> _WHAT YOU WILL DO_
Write out each line of the entries below that holds the word "kitchen".

Records from a data source
↓↓↓
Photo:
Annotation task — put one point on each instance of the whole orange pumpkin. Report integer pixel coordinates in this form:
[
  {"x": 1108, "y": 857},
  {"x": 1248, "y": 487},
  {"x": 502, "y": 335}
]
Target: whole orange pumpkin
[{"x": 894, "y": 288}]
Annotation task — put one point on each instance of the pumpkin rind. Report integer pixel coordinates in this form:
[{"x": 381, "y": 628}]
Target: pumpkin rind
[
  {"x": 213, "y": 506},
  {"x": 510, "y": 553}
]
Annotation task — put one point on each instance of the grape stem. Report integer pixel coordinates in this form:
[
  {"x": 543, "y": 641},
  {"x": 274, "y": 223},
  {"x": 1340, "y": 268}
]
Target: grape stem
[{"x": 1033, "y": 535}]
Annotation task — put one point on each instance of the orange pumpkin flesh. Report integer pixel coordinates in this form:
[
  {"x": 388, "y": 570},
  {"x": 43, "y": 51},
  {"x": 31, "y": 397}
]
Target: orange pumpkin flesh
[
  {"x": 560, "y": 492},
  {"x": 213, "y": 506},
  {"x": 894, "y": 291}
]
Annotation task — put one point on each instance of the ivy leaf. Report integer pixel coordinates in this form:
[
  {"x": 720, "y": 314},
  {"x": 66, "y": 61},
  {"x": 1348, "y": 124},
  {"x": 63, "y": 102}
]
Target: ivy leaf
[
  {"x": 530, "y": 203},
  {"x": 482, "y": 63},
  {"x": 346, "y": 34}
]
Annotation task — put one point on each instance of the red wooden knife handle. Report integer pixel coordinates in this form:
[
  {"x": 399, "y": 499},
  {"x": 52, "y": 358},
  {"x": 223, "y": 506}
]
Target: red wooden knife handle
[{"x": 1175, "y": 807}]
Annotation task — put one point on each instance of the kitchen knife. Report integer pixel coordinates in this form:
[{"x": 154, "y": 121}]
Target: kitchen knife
↑↑↑
> _YOUR RESPONSE_
Annotation task — put one point on each instance of the kitchen knife. Report integer pixel coordinates in this form:
Target: kitchen knife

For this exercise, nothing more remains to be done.